Stored records:
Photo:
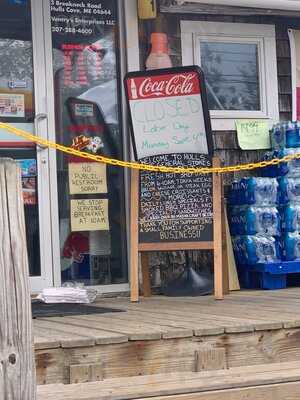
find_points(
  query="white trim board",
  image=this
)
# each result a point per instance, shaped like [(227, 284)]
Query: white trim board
[(264, 35), (290, 5)]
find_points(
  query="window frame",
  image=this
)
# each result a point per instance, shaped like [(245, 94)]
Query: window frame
[(193, 32)]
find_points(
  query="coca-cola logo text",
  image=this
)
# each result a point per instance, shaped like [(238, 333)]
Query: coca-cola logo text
[(177, 85)]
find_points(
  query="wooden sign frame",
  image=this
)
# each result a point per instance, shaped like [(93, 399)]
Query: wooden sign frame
[(218, 245)]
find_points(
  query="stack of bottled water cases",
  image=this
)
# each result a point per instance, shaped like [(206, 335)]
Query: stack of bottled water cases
[(264, 212), (255, 220)]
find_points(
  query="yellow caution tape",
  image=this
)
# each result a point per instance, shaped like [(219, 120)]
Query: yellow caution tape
[(145, 167)]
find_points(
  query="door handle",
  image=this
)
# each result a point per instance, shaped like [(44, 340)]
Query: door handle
[(39, 117)]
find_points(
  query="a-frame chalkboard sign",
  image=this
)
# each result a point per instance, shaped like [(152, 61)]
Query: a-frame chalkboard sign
[(170, 126)]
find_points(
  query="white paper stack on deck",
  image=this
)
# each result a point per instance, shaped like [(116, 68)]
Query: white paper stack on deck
[(68, 295)]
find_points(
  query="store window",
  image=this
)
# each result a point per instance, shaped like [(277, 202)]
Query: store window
[(240, 67), (87, 99)]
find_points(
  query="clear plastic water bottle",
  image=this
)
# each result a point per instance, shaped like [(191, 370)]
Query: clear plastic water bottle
[(291, 218), (289, 190), (291, 246), (261, 191), (262, 220), (261, 249)]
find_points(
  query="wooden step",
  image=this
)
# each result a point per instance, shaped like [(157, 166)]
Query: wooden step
[(270, 382)]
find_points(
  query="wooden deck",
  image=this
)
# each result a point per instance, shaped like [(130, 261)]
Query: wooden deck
[(162, 335)]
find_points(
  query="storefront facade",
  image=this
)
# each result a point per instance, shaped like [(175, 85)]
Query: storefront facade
[(61, 69)]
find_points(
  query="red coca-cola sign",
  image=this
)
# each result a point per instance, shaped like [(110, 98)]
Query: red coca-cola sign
[(169, 85)]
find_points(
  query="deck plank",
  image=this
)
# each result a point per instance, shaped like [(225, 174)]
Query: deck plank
[(177, 384), (169, 318)]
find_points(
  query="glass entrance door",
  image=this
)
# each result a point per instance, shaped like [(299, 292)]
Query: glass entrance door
[(22, 104), (87, 95)]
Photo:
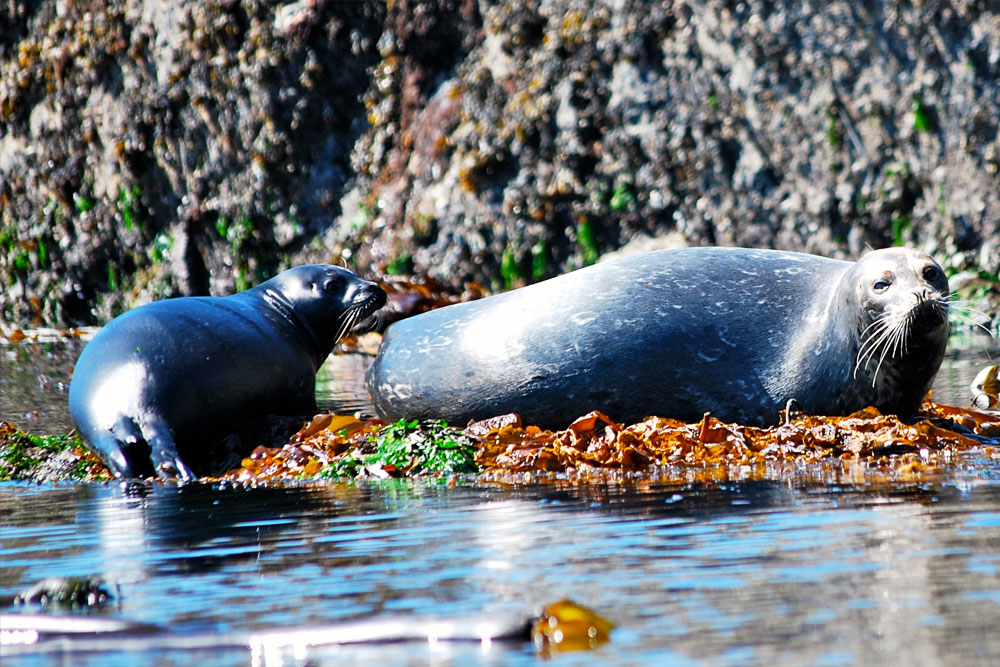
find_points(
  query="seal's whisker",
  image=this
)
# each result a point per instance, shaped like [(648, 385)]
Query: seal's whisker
[(890, 345), (965, 318), (874, 341)]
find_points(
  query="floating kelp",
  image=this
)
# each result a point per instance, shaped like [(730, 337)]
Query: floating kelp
[(591, 448), (336, 446)]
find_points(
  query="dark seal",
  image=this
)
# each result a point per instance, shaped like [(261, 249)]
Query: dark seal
[(678, 333), (162, 380)]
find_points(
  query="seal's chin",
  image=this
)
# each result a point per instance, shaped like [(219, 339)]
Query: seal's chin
[(900, 330)]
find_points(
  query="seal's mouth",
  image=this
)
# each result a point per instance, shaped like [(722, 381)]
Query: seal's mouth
[(362, 315), (897, 331)]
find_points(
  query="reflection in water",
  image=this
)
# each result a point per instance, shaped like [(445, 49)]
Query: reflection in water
[(741, 573)]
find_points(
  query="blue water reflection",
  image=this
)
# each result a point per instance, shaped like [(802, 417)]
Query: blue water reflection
[(739, 573)]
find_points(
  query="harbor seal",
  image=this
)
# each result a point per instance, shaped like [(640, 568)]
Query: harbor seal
[(160, 382), (677, 333)]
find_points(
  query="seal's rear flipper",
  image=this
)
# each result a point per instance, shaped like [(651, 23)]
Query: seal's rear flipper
[(125, 450), (167, 461)]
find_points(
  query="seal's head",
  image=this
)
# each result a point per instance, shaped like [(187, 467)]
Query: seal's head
[(325, 301), (902, 324)]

Problem requirements: Transcribe the records verbatim and omit the images.

Task output:
Photo:
find_points(
  query="white trim board",
  image=this
)
# each result a point per instance, shaped like [(227, 284)]
Query: white trim board
[(264, 35), (290, 5)]
find_points(
  query="window frame",
  image=this
)
# each result a point per instance, shaped like [(245, 94)]
Query: window frame
[(193, 32)]
find_points(
  query="coca-cola logo text",
  image=this
)
# each result a point per instance, shaped like [(238, 333)]
Query: coca-cola logo text
[(177, 85)]
find_points(
  query="wooden sign frame",
  image=this
)
# each result a point per instance, shaped like [(93, 399)]
Query: wooden sign frame
[(218, 245)]
find_points(
  query="stack of bottled water cases",
  image=this
)
# each result a point per instance, shaped like [(206, 335)]
Query: stack of bottled water cases
[(264, 212), (255, 220)]
find_points(
  query="yellow caution tape",
  image=this
)
# each result a point per instance, shaped like [(219, 120)]
Query: yellow caution tape
[(145, 167)]
find_points(
  query="door handle",
  image=this
)
# each result a point per instance, shaped like [(44, 340)]
Query: door handle
[(39, 117)]
find_points(
  query="a-frame chalkboard sign",
  image=this
)
# each result a point per instance, shaped like [(152, 61)]
Query: a-frame chalkboard sign
[(170, 126)]
find_points(
  query="white paper stack on deck",
  image=this
)
# each result a point per instance, shaped like [(116, 68)]
Query: white paper stack on deck
[(68, 295)]
find_points(
  query="store window",
  image=this
)
# each result a point per instance, shaped like [(277, 202)]
Query: store window
[(240, 67), (87, 99)]
find_points(
  query="clear plastic water bottle",
  image=this
)
# each result a point per instance, shaped like [(191, 370)]
Query: clear plastic water bottle
[(291, 218), (289, 190), (291, 246), (261, 191), (262, 220), (261, 249)]
find_points(
  query="wooden step",
  image=this
)
# each result a point per instance, shaped like [(157, 166)]
Query: wooden step
[(270, 382)]
find_points(
  query="wooden deck",
  image=this
)
# each result a point per instance, shaped like [(130, 261)]
Query: wooden deck
[(162, 335)]
find_points(
  query="storefront facade",
  image=this
)
# each result a point per instance, shaped like [(175, 85)]
Query: storefront facade
[(61, 69)]
find_points(
  query="red coca-cola sign",
  image=this
)
# each result a point per instance, shaped like [(110, 98)]
Query: red coca-cola sign
[(169, 85)]
find_points(
  query="deck plank",
  image=this
)
# each result a point per instance, shaped like [(225, 174)]
Query: deck plank
[(177, 384), (169, 318)]
find_points(
  query="glass entrance door",
  image=this
)
# each result a point per instance, shaped like [(299, 292)]
Query: glass entrance door
[(22, 104), (87, 95)]
Photo:
find_points(
  query="seal's whisker",
  image=this
)
# each result a point per instance, shaped like [(648, 385)]
Query: seal's whisker
[(890, 345), (965, 318), (874, 341)]
find_points(
  query="floating kelp",
  image=this
)
# each result a point per instance, shaped like [(730, 337)]
Query: floating kelp
[(591, 448), (336, 446)]
find_points(
  query="dark seal",
  image=this
)
# each result a point per instance, shaped like [(261, 249)]
Query: dark seal
[(678, 333), (162, 380)]
find_points(
  query="seal's chin",
  image=this
)
# each result a point per instance, shaped like [(219, 339)]
Query: seal's chin
[(900, 330)]
find_points(
  query="seal's mouth",
  image=this
)
# each result a point per instance, shaped like [(722, 381)]
Query: seal's mouth
[(362, 315), (897, 331)]
find_points(
  query="reflection in water",
  image=this
)
# each result a point per instance, shaped like [(445, 49)]
Query: reflection in water
[(741, 573)]
find_points(
  query="blue water reflection",
  image=this
)
# each result a point per instance, shaped like [(802, 417)]
Query: blue water reflection
[(739, 573)]
find_points(
  query="harbor seal",
  image=this
)
# each result a point per instance, shaped like [(640, 568)]
Query: harbor seal
[(160, 382), (677, 333)]
find_points(
  query="seal's rear flipper",
  image=this
)
# each result a point per instance, shaped like [(651, 23)]
Query: seal's rear flipper
[(125, 450), (167, 461)]
find_points(
  query="seal's head",
  image=this
)
# each result a point per instance, shaped like [(187, 467)]
Query: seal's head
[(325, 301), (902, 324)]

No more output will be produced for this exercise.